How many lines of these entries include the string "white"? State the number alone.

◇ ◇ ◇ ◇ ◇ ◇ ◇

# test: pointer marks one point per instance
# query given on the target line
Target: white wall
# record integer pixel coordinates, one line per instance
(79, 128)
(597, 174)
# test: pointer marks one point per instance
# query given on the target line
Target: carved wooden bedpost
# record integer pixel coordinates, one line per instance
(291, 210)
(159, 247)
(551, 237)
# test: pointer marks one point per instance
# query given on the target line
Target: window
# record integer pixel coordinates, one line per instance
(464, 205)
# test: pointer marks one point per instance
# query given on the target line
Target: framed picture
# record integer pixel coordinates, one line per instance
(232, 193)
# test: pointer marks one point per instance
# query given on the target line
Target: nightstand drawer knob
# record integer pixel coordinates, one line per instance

◇ ◇ ◇ ◇ ◇ ◇ ◇

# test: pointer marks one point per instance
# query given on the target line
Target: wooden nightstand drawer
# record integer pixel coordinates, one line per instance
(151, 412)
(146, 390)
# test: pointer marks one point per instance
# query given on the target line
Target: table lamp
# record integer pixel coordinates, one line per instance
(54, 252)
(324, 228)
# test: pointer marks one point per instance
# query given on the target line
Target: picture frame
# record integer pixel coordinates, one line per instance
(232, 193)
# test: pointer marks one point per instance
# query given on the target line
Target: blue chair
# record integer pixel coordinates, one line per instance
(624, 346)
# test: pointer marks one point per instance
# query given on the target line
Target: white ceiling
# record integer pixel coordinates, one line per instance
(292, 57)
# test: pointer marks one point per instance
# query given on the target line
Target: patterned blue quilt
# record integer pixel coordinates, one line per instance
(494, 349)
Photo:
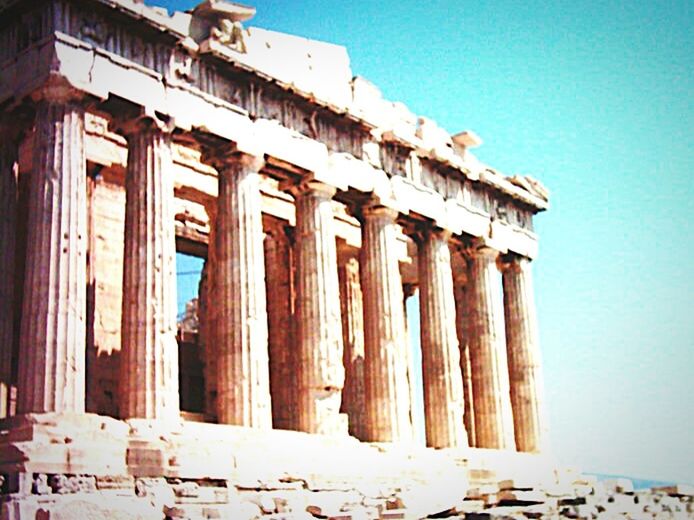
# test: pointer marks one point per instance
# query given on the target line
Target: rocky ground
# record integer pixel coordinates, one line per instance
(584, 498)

◇ ◇ ◇ ◇ ◇ ◇ ◇

▶ Exercise answer
2